** Set task A **
Could you rewrite the post on the cone construction, starting at "I would like" and ending at "and simply connected?", with "topological space" swapped out for "metric space"?
** Set task B **
Which lines of the listing contain the string "woodpecker"? Gather each of them, matching case exactly.

** Text extract **
════════════════════

I would like help in verifying my proof and making it rigorous.


Let $X$ be a topological space. The cone on $X$, denoted $CX$, is the quotient space $(X × [0, 1])/(X × \{0\})$. Prove that $CX$ is contractible and simply connected?

(note: $X/A$ is the quotient space $X/\mathord{∼}$ for an equivalence relation $∼$ on $X$ such that the equivalence classes are $A$ itself, and the singletons $\{x\}$ such that $x \notin A$.)

My Answer:

A previous answer by kobe shows that $CX$ is contractible:

Consider the map $H: X \times [0,1] \times [0,1] → X \times [0,1]$ defined by $H((x,t),s) = (x(1-s)t)$. Then $H$ is continuous and $H((x,0,s) = (x,0)$ for all $x∈X$ and $s∈[0,1]$. $H$ induces a continuous map $\hat{H}$: $CX \times [0,1] → CX$ such that $\hat{H}([(x,t)],s) = [(x,(1-s)t)]$. Now $\hat{H}[(x,t)],0) = [(x,t)]$ and $\hat{H}[(x,t)],1) = [(x,0)] = X \times \{0\}$. So $\hat{H}$ is a homotopy in $CX$ from the identity on $CX$ to the point $X \times \{0\}$. Consequently, $CX$ is contractible.

════════════════════

** Dataset entries **
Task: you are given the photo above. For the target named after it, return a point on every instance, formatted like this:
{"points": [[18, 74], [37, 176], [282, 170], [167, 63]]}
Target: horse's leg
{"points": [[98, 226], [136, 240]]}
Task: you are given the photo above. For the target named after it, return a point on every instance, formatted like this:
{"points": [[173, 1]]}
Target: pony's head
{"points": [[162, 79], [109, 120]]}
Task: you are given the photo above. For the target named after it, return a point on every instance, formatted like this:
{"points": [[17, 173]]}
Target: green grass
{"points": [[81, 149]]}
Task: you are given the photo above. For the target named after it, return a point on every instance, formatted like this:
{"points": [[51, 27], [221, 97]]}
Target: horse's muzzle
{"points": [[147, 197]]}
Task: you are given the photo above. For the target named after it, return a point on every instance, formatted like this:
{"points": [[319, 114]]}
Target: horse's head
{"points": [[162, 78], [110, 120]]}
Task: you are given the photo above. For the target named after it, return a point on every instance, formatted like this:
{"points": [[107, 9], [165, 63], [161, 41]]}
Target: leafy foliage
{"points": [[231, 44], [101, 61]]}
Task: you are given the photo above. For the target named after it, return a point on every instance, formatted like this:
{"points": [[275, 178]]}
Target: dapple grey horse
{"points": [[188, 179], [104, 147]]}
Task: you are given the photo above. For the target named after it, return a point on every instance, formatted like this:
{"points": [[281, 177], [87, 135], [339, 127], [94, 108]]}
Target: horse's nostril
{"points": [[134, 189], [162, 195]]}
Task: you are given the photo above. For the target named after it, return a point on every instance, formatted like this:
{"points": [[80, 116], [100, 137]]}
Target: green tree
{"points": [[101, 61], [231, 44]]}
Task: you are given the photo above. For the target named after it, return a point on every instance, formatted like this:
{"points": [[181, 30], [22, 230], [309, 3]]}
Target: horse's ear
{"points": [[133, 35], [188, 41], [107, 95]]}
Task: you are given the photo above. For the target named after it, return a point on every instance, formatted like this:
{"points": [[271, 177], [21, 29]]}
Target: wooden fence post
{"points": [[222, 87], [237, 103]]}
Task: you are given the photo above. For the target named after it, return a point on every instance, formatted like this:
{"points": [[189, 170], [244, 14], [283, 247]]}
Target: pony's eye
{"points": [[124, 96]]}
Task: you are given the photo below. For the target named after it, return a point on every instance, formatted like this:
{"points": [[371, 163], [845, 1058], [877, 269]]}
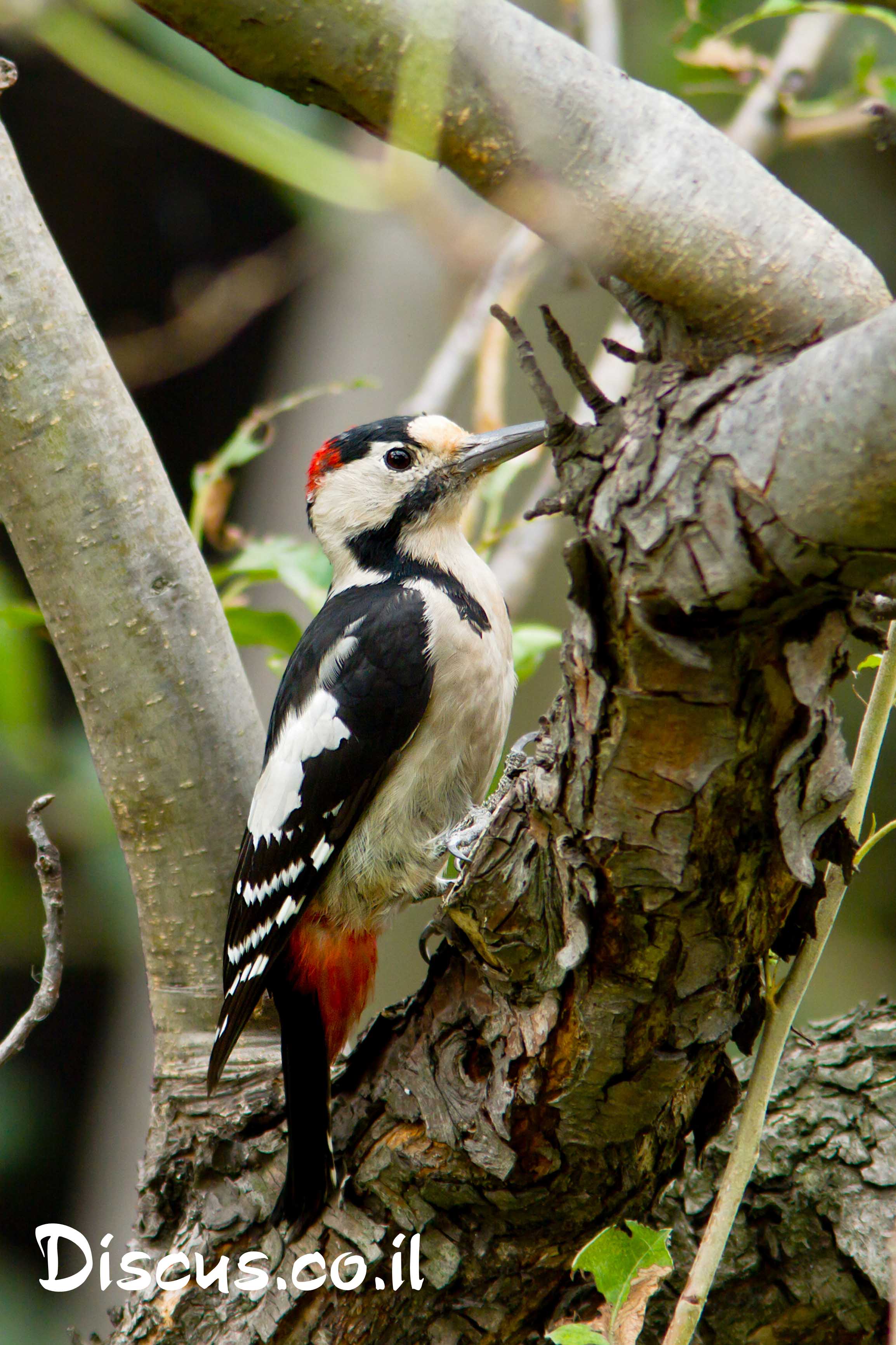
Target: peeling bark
{"points": [[603, 945]]}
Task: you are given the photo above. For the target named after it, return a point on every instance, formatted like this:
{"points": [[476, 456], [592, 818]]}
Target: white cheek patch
{"points": [[304, 734]]}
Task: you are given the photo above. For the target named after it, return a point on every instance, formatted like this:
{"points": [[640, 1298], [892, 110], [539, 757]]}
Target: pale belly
{"points": [[448, 766]]}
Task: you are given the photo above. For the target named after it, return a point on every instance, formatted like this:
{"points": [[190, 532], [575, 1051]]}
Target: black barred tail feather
{"points": [[311, 1172]]}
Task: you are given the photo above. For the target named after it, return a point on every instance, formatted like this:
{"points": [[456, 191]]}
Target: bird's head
{"points": [[377, 489]]}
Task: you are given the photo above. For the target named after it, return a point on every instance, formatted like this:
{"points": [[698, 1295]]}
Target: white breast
{"points": [[451, 759]]}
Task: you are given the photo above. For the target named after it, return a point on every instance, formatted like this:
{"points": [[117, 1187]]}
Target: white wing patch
{"points": [[304, 734], [269, 886], [338, 654]]}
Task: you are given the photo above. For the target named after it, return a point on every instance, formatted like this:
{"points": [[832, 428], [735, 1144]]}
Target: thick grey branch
{"points": [[809, 1258], [816, 436], [48, 993], [572, 147], [132, 611]]}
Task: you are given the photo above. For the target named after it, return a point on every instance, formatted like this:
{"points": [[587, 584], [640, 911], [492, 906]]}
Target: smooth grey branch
{"points": [[621, 175], [50, 876]]}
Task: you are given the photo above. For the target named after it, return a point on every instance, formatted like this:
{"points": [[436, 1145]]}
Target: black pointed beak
{"points": [[482, 452]]}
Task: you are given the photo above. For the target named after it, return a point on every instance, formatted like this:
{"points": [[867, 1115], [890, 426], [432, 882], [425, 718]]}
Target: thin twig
{"points": [[50, 876], [491, 364], [555, 416], [780, 1019], [462, 341]]}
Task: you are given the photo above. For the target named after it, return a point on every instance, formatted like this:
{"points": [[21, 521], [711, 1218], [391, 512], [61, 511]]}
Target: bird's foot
{"points": [[462, 842]]}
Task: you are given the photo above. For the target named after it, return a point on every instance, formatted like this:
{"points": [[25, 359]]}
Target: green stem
{"points": [[264, 144], [780, 1020]]}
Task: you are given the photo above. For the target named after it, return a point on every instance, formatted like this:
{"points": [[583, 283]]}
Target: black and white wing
{"points": [[352, 697]]}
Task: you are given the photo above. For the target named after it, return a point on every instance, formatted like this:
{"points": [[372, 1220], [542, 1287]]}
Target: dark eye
{"points": [[399, 459]]}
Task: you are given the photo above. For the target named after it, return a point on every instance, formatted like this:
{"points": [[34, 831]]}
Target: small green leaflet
{"points": [[300, 565], [531, 646], [251, 626], [786, 9], [22, 616], [614, 1258], [576, 1333]]}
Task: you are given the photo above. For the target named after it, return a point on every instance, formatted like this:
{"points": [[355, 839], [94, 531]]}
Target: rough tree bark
{"points": [[603, 946]]}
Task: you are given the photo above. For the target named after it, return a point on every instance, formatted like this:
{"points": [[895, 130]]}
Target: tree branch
{"points": [[132, 611], [584, 157], [50, 876]]}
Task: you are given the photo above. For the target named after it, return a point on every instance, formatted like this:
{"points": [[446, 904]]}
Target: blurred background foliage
{"points": [[233, 248]]}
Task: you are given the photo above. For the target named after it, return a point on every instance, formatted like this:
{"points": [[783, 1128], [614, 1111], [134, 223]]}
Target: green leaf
{"points": [[531, 646], [785, 9], [576, 1333], [251, 626], [615, 1257], [302, 567], [22, 616], [226, 125]]}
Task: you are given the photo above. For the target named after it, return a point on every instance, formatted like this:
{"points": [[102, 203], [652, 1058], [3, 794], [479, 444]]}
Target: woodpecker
{"points": [[387, 729]]}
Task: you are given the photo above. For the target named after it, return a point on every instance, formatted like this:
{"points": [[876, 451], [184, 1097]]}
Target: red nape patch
{"points": [[338, 966], [323, 462]]}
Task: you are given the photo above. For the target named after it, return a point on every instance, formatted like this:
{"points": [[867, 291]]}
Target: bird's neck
{"points": [[384, 553]]}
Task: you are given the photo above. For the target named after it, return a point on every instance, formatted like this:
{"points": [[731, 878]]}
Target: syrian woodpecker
{"points": [[387, 728]]}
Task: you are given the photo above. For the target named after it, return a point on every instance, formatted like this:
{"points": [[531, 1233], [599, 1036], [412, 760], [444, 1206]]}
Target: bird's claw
{"points": [[427, 934]]}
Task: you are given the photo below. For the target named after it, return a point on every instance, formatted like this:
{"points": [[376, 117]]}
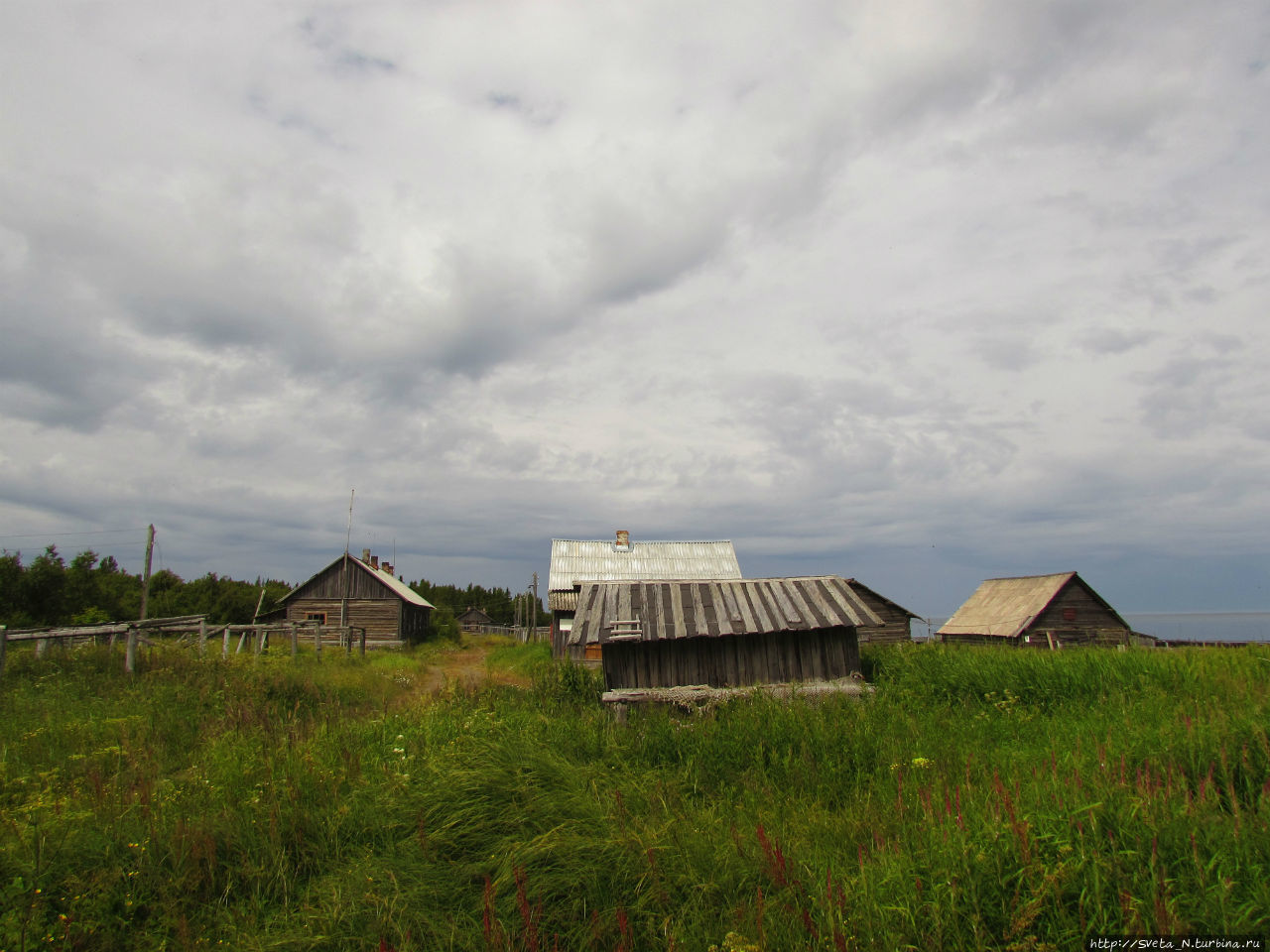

════════════════════

** Full output A **
I would like help in verifying my proof and making it rigorous.


Let $X$ be a metric space. The cone on $X$, denoted $CX$, is the quotient space $(X × [0, 1])/(X × \{0\})$. Prove that $CX$ is contractible and simply connected?

** Full output B **
Target: woodpecker
Target: syrian woodpecker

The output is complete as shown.